***** EXERCISE MATERIALS

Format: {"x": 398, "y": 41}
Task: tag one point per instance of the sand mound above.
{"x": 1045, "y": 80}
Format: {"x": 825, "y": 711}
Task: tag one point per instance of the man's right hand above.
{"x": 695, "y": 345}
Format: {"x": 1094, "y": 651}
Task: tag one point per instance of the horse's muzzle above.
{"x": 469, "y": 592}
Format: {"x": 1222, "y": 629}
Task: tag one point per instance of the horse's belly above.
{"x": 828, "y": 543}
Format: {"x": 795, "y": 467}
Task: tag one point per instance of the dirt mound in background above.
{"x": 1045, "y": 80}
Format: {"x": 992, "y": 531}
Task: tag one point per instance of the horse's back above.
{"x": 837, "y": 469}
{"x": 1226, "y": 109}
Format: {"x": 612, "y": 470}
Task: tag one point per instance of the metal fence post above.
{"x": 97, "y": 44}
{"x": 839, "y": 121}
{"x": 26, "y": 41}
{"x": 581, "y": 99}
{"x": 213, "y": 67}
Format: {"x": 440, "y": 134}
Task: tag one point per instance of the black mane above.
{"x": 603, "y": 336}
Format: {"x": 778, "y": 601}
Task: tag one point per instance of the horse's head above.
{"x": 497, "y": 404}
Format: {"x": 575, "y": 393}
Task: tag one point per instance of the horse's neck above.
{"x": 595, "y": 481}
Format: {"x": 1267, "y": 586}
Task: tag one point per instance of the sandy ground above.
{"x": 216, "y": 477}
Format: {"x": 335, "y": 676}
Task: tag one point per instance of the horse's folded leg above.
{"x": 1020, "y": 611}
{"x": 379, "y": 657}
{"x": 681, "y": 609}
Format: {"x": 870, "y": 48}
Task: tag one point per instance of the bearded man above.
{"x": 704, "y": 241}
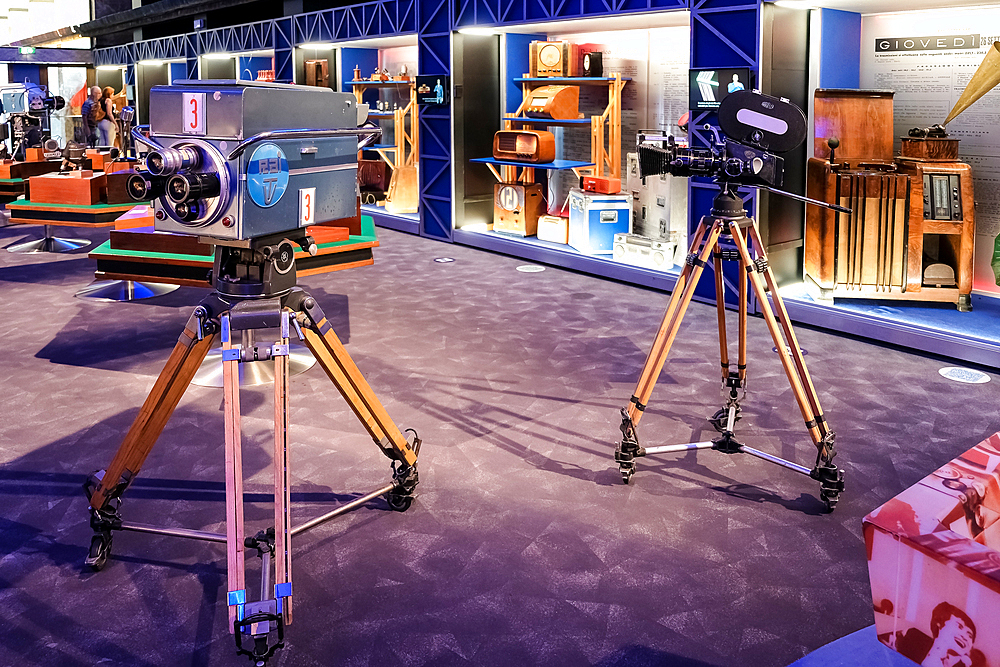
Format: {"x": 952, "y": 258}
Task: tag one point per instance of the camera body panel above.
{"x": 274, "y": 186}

**********

EXERCISE BRIEF: Type out all of the records exactly, leaving out any picture.

TASK RESULT:
Format: {"x": 398, "y": 41}
Task: tag one point per instance of the sand mound above.
{"x": 1045, "y": 80}
Format: {"x": 825, "y": 711}
Task: tag one point per instance of the man's right hand above.
{"x": 695, "y": 345}
Format: {"x": 1094, "y": 651}
Task: tag one point per instance of the horse's muzzle above.
{"x": 469, "y": 592}
Format: {"x": 1222, "y": 629}
Task: tag one point per instance of the horse's belly above.
{"x": 828, "y": 543}
Format: {"x": 795, "y": 467}
Task: tag one point per instance of the dirt mound in background above.
{"x": 1045, "y": 80}
Format: {"x": 992, "y": 531}
Task: tag one point per instance of the horse's back above.
{"x": 837, "y": 469}
{"x": 1226, "y": 109}
Format: {"x": 612, "y": 470}
Task: tag one point per instance of the metal fence post above.
{"x": 97, "y": 44}
{"x": 839, "y": 121}
{"x": 26, "y": 41}
{"x": 581, "y": 99}
{"x": 213, "y": 67}
Format: {"x": 440, "y": 134}
Task: tag one point per instance of the black mane above.
{"x": 603, "y": 336}
Format: {"x": 778, "y": 601}
Task: tag one point per instance of the horse's head above.
{"x": 497, "y": 404}
Format: {"x": 575, "y": 393}
Task: tag one point per instance of the horse's neck above.
{"x": 595, "y": 481}
Format: {"x": 1267, "y": 586}
Task: tag one point per instance of the sandy ground above.
{"x": 216, "y": 477}
Format: {"x": 335, "y": 676}
Task: tag one point per instance of the horse's folded leg above.
{"x": 1020, "y": 611}
{"x": 379, "y": 657}
{"x": 681, "y": 609}
Format: {"x": 870, "y": 48}
Task: tag one point per instance of the bearded man above.
{"x": 704, "y": 241}
Format: {"x": 952, "y": 258}
Task: tag one point per instance of the camera body panel above.
{"x": 274, "y": 186}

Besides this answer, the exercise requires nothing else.